WORK TO COMPLETE | Pick out each line of the material below that contains the word "trim", and copy those lines.

Excerpts from a point labeling dataset:
+++
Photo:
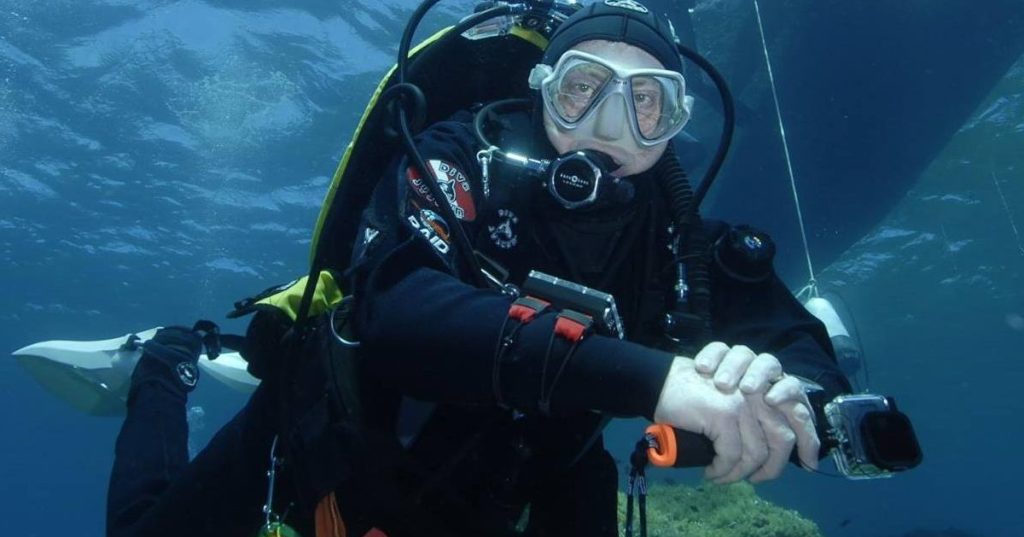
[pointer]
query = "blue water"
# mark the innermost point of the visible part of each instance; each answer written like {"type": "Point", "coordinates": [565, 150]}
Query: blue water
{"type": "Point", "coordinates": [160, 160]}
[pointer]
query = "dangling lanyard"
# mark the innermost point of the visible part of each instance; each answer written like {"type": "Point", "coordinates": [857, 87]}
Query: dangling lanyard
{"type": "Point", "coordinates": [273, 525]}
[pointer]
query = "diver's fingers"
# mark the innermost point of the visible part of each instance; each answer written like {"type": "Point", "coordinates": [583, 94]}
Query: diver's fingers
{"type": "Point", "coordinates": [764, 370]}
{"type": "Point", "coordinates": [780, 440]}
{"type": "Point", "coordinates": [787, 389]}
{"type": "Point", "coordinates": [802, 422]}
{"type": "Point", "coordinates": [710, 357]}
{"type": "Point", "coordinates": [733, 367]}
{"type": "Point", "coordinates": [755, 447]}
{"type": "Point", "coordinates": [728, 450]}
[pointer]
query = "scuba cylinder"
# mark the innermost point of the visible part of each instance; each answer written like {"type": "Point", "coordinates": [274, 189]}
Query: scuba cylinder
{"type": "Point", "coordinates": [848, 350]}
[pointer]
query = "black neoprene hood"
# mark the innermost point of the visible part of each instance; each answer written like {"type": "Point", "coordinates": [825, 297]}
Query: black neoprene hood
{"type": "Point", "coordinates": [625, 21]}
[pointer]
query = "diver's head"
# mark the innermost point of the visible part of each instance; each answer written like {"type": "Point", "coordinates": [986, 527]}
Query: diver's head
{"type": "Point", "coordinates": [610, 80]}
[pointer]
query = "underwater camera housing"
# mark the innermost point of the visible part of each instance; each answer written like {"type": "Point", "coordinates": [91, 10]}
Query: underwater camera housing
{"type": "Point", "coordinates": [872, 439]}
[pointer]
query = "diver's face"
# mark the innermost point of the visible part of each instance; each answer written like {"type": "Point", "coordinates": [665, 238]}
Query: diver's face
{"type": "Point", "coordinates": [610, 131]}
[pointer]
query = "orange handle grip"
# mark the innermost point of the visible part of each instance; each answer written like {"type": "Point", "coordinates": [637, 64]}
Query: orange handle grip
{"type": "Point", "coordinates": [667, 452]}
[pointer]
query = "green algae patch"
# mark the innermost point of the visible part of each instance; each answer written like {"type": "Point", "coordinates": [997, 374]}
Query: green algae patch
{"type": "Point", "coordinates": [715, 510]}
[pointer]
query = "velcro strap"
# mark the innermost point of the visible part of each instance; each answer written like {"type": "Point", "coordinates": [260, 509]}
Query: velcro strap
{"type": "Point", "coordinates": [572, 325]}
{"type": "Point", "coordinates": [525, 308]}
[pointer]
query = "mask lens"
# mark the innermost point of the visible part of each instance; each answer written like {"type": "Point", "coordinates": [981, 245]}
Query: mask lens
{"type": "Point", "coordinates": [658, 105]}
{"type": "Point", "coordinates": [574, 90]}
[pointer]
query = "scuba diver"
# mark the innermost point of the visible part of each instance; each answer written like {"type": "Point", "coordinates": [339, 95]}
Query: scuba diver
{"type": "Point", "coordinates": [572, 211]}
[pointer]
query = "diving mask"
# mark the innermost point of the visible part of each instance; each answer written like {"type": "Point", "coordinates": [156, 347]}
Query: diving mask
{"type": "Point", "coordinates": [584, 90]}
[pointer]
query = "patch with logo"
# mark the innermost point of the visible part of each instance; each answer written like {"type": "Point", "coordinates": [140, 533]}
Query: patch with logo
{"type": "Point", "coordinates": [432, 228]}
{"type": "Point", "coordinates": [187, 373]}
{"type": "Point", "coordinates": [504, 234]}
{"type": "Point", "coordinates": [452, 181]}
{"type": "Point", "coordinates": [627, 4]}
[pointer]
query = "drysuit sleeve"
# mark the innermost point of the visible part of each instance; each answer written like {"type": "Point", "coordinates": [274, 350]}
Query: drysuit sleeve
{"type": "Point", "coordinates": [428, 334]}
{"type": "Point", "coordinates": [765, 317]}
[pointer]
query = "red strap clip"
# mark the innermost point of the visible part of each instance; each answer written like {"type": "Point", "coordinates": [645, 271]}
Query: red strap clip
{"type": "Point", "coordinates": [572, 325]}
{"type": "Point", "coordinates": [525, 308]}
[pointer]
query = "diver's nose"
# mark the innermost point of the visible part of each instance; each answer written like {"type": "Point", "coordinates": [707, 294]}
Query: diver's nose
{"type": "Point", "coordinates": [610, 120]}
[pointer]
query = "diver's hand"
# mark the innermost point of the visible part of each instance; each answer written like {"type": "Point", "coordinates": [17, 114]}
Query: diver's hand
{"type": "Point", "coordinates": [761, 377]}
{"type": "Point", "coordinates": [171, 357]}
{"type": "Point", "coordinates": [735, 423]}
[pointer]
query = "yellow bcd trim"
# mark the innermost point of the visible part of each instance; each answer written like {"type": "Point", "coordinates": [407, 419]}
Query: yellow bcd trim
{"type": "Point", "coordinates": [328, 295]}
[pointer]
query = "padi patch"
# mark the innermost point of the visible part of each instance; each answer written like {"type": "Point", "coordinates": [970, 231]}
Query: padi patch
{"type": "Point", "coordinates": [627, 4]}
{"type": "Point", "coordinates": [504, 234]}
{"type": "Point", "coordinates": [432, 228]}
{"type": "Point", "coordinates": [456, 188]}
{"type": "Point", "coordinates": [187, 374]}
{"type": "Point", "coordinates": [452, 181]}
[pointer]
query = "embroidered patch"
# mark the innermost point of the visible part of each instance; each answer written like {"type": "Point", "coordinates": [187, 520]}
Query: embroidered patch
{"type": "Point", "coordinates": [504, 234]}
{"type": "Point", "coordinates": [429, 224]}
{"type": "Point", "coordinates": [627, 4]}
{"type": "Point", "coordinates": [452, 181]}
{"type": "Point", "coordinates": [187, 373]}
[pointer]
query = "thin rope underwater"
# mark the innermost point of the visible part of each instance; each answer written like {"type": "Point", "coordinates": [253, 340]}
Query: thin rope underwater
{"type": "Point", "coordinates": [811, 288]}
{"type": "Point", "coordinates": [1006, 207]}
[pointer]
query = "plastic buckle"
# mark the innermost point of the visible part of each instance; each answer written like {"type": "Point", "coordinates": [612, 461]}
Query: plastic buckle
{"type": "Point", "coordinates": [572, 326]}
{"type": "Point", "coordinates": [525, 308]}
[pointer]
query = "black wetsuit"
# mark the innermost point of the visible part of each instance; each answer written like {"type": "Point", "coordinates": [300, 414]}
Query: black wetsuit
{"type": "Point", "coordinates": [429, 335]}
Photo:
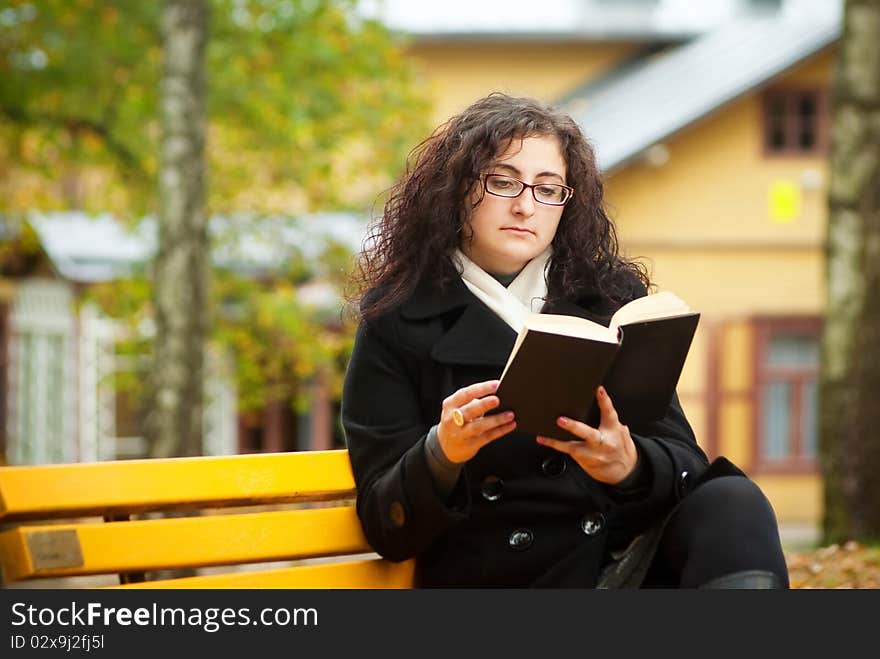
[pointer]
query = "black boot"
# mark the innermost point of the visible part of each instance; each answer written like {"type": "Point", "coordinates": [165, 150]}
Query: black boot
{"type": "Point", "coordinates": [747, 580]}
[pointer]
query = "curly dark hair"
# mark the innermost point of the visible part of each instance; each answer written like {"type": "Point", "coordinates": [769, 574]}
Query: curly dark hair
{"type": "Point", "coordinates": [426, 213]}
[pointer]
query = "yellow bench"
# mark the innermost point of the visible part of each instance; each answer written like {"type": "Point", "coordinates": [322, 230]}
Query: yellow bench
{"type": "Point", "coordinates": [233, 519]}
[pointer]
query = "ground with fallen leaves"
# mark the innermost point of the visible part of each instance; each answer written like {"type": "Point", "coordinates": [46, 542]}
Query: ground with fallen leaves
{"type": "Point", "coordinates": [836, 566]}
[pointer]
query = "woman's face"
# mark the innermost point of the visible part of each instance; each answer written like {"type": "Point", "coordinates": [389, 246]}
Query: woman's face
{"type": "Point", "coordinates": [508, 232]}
+++
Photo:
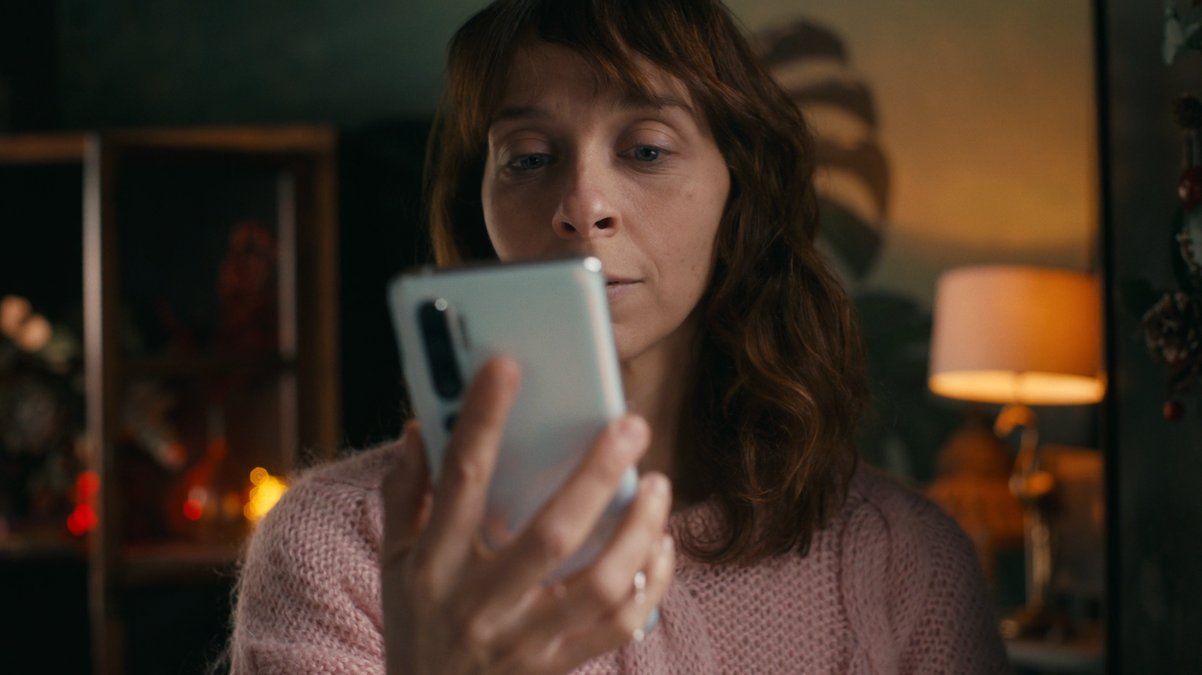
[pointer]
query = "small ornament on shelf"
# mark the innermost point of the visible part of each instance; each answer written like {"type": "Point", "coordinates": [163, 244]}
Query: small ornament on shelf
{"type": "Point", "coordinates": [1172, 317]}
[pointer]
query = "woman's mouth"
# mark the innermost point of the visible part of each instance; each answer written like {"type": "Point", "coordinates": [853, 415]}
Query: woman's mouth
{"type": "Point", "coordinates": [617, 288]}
+++
RESPONSE BELOW |
query = "yellow bcd trim"
Query: yellow bcd trim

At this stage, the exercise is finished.